START PROVIDED TEXT

Policy Basics: Federal Payroll Taxes
Payroll Taxes Fund Social Security and Medicare
The two main federal payroll taxes levied on wages are known as Federal Insurance Contributions Act (FICA) taxes. Employees and employers both pay FICA taxes: employees usually have them withheld from their paychecks, while employers pay them in addition to any other taxes they owe. However, most economists agree that employees bear the true cost of employer payroll taxes in the form of lower wages. The two FICA taxes are:
- Social Security tax, also known as the Old-Age, Survivors, and Disability Insurance (OASDI) tax. It is levied at a rate of 12.4 percent (split evenly between employees and employers) up to a maximum amount of an employee’s wages ($137,700 in calendar year 2020). This wage cap is adjusted annually to take account of increases in average wages. The revenues go toward funding Social Security, which pays benefits to retirees, persons with disabilities, and survivors of deceased workers.
- Medicare tax, also known as the Medicare Hospital Insurance (HI) tax. It is levied at a rate of 2.9 percent of wages (split evenly between employees and employers); unlike the Social Security tax, there is no wage cap. Married filers’ earnings over $250,000 (and singles’ earnings over $200,000) are taxed at an additional 0.9 percent, for a total of 3.8 percent on this income. Revenues from the Medicare tax support the hospital insurance portion of Medicare. (There is a 3.8 percent tax on net investment income for high-income taxpayers as well, but it isn’t withheld through the payroll tax or reserved for the Medicare Hospital Insurance trust fund.)
People who work for themselves pay a self-employment tax — the Self Employment Contributions Act (SECA) tax — to fund Social Security and Medicare. These taxes are equivalent to FICA taxes; the same total rates and caps apply.

END PROVIDED TEXT

Extend the payroll taxes explainer past its final sentence, keeping its plain, informative style.

START DATASET RECORDS

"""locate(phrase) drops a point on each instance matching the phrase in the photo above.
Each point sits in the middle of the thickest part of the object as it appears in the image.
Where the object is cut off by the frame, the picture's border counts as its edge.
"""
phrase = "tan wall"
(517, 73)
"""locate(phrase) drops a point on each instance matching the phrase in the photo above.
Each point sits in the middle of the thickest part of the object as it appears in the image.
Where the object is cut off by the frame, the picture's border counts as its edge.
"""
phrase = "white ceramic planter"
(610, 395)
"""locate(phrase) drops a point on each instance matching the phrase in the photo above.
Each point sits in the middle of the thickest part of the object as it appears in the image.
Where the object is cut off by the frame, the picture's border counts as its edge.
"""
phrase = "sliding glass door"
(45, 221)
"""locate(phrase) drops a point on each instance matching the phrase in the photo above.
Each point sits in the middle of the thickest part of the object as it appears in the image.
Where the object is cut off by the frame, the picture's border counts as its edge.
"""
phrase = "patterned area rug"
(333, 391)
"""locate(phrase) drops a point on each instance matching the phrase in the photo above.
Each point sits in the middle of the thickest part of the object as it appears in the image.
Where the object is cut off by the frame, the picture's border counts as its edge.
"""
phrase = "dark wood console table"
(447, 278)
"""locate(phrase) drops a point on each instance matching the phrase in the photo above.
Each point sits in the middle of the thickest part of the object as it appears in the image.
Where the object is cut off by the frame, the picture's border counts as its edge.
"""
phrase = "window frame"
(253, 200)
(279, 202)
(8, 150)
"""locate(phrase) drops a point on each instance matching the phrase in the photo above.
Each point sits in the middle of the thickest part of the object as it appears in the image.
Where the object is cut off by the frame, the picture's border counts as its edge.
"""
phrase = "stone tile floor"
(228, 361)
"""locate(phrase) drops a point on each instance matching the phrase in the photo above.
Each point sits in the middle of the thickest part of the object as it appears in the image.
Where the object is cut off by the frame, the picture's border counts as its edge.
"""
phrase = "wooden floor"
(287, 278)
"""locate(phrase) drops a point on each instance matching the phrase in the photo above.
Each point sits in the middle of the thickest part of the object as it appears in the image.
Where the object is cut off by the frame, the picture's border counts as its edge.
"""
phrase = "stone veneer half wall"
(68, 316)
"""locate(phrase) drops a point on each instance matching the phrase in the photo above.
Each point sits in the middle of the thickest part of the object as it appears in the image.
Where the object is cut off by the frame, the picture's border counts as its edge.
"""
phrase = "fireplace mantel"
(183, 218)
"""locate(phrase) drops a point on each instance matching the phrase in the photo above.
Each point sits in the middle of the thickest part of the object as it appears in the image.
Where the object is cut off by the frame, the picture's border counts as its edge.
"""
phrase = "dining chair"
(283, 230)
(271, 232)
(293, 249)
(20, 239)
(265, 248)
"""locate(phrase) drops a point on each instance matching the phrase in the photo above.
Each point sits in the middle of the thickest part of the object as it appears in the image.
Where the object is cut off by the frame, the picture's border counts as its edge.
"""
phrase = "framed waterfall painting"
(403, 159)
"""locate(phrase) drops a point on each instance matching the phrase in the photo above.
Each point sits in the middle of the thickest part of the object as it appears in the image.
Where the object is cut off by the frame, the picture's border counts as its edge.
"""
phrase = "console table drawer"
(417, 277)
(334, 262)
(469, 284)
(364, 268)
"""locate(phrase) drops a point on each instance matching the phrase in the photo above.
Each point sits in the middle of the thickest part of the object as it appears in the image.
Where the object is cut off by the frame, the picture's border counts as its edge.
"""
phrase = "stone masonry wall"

END DATASET RECORDS

> **EXPECTED OUTPUT**:
A third federal payroll tax is the Federal Unemployment Tax Act (FUTA) tax. Employers pay an effective rate of 0.6 percent on the first $7,000 of a worker’s wages, up to $42 per worker per year. The revenues mainly go toward financing the administration of state unemployment insurance programs. Each state collects an additional unemployment payroll tax to further finance unemployment benefits. (For more, see Introduction to Unemployment Insurance.)
Payroll Taxes Have Larger Impact on Lower-Income People
Payroll taxes are regressive: low- and moderate-income taxpayers pay more of their incomes in payroll tax than do high-income people, on average. The bottom fifth of households will pay an average of 6.9 percent of their incomes in payroll tax in 2020, according to Tax Policy Center estimates, while the top fifth will pay 5.9 percent and the top 1 percent of households will pay just 2.3 percent. These figures include the employer and employee shares of the payroll tax.
However, if one looks at the overall impact of Social Security, Medicare, and unemployment insurance — the benefits they provide as well as the taxes they collect — these programs are progressive. For instance, Social Security benefits represent a higher proportion of a worker’s previous earnings for workers at lower earnings levels; and while all Medicare beneficiaries are eligible for the same services, high-income beneficiaries pay more in Medicare taxes and premiums.